*PASSAGE PROVIDED*.
Perhaps both the biggest challenge and opportunity for HPT development is that which all questionnaire methods face, regardless of their providence, and that is validation—most importantly predictive or ecological validity. Simply put, to what extent do responses on HPTs predict behavior in the real world? This question is particularly relevant to inherently applied fields such as consumer behavior analysis, business, marketing, and public policy. The laboratory and clinical validation work described above is very encouraging, but even if HPT and real-world consumption are highly statistically correlated, that only means that those with relatively high HPT demand values will have relatively high real consumption values, not necessarily that the amount actually consumed is the same as the amount hypothetically purchased. Indeed, to provide more meaningful elasticity measures, HPTs typically include far more prices across a far wider range than a single consumer would ever encounter in the marketplace (although see Koffarnus, Wilson, & Bickel, 2015 for a notable exception). Moreover, even if HPT scales precisely match the array of real-world prices, phenomena such as “hypothetical bias” (Loomis, 2014) where respondents overestimate real consumption could limit predictive power. However, we do not consider these issues to be insurmountable through research. Recent advances in mobile and wearable technology and the management of “big data” that offer potentially transformative opportunities for the behavioral and social sciences underlying public health (Collins & Riley, 2016) also represent an opportunity to better understand consumer behavior, and could contribute to the field validation of HPTs and better understanding of the relationship between hypothetical and actual demand. Indeed, as long as HPT prices encompass the expected (or actual) real-world range, and biases inherent to estimating consumption are consistent as a function of any number of variables (e.g., age, gender, income, experience with product, etc.), then HPT data could be adjusted or weighted accordingly to provide more accurate predictive models of consumption and projections of revenue calibrated against increasingly accurate objective field measures.

Conclusion

In this non-exhaustive review, we summarized the history of behavioral economic hypothetical purchase task (HPT) questionnaire development and validation in clinically oriented research in addiction through to recent work with more conventional consumer goods and services. We also considered several possible novel applications of HPT methods to consumer behavior analysis, as well as emerging best practices, limitations, and additional directions for future research and development of HPT-based tools.

An important contribution and overarching theme of this work is the generalizability and broad applicability of the operant behavioral economic approach and HPT methodology. The conceptual, methodological, and analytical framework of behavioral economics continues to grow. Even with its development history, validation, and expansion in clinically oriented research on addictions, an emerging body of work supports the applicability of the HPT approach across a broad range of consumer products, services, experiences, and public policy-relevant issues. This is evident in the emerging literature using HPTs for commodities as widely varied as food, prescription medications, health and beauty services, alternative fuels, and household appliances. Continued research and development addressing a number of methodological and scientific considerations is necessary for expanded HPT use, but represents an exciting opportunity to advance this behavior analytic-inspired approach to the broader consumer behavior analysis community. Taken together, the operant behavioral economic framework and novel methods such as hypothetical purchase task questionnaires can complement existing research methods targeting biological, behavioral, and cognitive mechanisms, or stand on their own as cost-effective, scalable, and quantitatively rich sources of empirical insights on consumer motivation, preferences, and decision-making for business, marketing, and public policy formulation and evaluation.

*INFORMATION GIVEN*.
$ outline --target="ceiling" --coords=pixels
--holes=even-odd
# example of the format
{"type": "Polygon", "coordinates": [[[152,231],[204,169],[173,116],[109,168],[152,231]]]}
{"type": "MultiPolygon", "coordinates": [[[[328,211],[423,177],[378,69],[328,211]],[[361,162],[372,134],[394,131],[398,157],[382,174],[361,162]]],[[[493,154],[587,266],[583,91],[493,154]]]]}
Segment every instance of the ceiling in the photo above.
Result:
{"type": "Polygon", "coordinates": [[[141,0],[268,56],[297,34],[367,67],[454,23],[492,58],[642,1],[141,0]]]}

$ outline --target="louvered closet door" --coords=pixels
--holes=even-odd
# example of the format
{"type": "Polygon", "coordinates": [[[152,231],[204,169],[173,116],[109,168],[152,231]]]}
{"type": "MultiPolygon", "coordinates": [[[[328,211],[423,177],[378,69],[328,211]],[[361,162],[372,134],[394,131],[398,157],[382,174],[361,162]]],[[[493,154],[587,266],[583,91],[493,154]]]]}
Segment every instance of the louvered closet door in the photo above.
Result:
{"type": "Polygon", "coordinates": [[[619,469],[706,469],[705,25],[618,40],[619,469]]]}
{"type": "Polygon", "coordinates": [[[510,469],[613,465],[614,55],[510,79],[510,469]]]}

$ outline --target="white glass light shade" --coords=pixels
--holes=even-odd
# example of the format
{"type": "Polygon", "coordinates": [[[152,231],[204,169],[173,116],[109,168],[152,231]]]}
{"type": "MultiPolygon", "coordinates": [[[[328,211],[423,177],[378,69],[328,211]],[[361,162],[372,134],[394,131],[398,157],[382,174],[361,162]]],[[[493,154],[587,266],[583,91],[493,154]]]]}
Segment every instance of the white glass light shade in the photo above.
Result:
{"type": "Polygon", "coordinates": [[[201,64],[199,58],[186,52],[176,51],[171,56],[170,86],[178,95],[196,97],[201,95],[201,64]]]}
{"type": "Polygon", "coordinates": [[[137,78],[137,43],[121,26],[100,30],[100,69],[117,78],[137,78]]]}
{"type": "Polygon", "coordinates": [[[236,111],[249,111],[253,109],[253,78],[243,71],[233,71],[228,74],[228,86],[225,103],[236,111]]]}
* * *
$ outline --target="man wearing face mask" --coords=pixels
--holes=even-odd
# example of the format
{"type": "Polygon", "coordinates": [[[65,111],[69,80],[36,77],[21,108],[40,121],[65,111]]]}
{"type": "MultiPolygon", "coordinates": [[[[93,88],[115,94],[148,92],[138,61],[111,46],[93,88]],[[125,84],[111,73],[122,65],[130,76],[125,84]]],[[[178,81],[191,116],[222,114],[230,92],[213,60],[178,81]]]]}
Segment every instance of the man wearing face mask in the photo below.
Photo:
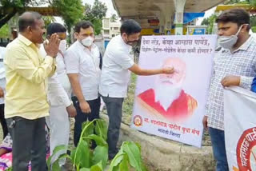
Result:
* * *
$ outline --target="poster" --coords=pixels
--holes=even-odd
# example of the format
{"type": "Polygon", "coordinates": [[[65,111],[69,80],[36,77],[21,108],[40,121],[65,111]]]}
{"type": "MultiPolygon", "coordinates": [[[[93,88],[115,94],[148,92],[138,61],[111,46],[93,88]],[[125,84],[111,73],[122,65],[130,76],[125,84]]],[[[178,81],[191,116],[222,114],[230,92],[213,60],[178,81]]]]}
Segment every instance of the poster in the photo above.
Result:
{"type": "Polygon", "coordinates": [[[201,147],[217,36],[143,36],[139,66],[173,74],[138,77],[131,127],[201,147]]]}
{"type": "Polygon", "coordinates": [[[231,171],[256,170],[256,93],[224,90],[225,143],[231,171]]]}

*INSTRUCTIONS*.
1. From the passage on hypothetical purchase tasks, reproduce the text between "In this non-exhaustive" and "of HPT-based tools.", inclusive.
2. Does the passage on hypothetical purchase tasks agree with each statement? Answer yes or no for each, and quote the deciding words. (a) HPTs usually include more prices, over a wider range, than one consumer would meet in the marketplace. (b) The authors see problems such as hypothetical bias as impossible to overcome through research. (c) The authors describe their review as exhaustive.

*EXPECTED OUTPUTS*.
1.
In this non-exhaustive review, we summarized the history of behavioral economic hypothetical purchase task (HPT) questionnaire development and validation in clinically oriented research in addiction through to recent work with more conventional consumer goods and services. We also considered several possible novel applications of HPT methods to consumer behavior analysis, as well as emerging best practices, limitations, and additional directions for future research and development of HPT-based tools.

2.
(a) Yes: "HPTs typically include far more prices across a far wider range than a single consumer would ever encounter in the marketplace"
(b) No: "we do not consider these issues to be insurmountable through research"
(c) No: "In this non-exhaustive review"